Closed Bug 79123 Opened 23 years ago Closed 22 years ago

Mozilla browser ignores all input

Categories

(SeaMonkey :: Location Bar, defect)

x86
Windows 2000
defect
Not set
major

Tracking

(Not tracked)

RESOLVED WORKSFORME

People

(Reporter: dbuckles, Assigned: alecf)

Details

Here's a strange one for you... I was using Mozilla for browsing, as I have been 
for some time.  I clicked a link, and nothing happened.  This problem was 
actually fairly common in Netscaepe 4.x, so I closed the program (I used the 
Task Manager to ensure that its process was completely dead), then restarted.  
This had no effect.  Mozilla (the browser) refuses to acknowledge any form of 
navigation--hyperlinks in pages (the original bug), typing in the URL bar, 
bookmarks (in the drop-down bookmark list, on the personal navigation bar, or 
the Mozilla button in the top right corner), nothing works.  The browser 
defaults to a blank page, though it does not display "about:blank" in the URL 
bar.  If you press "Refresh" *twice*, "about:blank" is displayed, but not until 
the second reload (the same thing applies to Ctrl-R, or a combination of the 
two--two reloads are necessary).  The status bar displays "Read about:blank"

### Short task
Can you quote the bug report word for word, starting at the words "(Reporter: dbuckles, Assigned: alecf)" and stopping after "dead), then restarted."?

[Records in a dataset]
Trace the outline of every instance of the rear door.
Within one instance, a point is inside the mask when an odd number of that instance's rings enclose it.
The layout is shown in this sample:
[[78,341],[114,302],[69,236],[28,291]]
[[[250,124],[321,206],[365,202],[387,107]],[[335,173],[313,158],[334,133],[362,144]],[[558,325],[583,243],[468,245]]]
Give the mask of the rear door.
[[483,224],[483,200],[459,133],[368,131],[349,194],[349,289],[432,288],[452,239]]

---

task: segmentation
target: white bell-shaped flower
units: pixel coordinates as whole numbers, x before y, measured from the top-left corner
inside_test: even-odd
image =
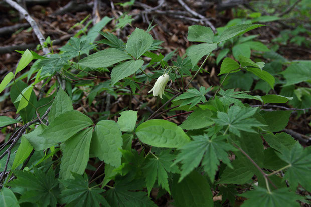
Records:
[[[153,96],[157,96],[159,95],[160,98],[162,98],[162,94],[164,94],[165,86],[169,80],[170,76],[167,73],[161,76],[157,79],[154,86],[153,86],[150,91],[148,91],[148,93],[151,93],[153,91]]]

==

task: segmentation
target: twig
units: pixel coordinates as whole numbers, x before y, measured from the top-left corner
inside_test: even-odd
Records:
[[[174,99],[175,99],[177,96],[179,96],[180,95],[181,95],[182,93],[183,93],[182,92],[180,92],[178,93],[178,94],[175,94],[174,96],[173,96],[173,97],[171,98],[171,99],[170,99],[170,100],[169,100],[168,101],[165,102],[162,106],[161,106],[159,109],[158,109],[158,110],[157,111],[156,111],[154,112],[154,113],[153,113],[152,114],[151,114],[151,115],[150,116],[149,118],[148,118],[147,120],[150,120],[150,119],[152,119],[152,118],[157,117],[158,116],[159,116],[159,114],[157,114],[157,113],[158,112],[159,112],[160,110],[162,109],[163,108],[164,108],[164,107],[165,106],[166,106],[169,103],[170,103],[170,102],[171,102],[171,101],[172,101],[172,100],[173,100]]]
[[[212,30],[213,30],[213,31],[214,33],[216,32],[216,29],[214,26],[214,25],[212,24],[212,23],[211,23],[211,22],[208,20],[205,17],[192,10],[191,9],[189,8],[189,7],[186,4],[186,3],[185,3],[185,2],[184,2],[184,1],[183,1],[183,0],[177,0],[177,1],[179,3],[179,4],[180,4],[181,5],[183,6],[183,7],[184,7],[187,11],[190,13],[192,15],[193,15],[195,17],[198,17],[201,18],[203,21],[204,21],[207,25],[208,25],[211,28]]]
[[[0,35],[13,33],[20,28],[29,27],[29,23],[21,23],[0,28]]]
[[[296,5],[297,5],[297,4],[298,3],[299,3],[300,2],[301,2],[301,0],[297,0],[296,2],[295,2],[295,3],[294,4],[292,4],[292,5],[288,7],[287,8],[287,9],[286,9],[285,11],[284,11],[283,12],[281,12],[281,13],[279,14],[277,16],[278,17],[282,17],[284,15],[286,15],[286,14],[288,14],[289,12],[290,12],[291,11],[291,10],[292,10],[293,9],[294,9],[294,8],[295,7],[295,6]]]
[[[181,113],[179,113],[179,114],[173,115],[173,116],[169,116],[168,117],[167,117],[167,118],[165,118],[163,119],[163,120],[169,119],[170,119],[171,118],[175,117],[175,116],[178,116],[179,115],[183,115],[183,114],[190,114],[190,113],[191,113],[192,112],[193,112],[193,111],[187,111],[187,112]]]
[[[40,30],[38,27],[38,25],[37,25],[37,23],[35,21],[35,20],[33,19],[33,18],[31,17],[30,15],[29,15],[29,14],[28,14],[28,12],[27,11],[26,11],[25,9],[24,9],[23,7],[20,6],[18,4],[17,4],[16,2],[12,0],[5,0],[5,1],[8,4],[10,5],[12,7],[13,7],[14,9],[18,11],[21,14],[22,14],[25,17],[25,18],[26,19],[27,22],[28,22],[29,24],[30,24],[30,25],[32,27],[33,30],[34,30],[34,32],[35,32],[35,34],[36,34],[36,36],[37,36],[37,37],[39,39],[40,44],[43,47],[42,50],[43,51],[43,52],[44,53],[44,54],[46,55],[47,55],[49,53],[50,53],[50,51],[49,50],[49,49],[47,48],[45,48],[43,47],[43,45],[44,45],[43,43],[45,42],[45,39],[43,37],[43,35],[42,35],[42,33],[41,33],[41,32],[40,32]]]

### Full output
(Reporter: dbuckles, Assigned: alecf)

Details

Here's a strange one for you... I was using Mozilla for browsing, as I have been 
for some time.  I clicked a link, and nothing happened.  This problem was 
actually fairly common in Netscaepe 4.x, so I closed the program (I used the 
Task Manager to ensure that its process was completely dead), then restarted.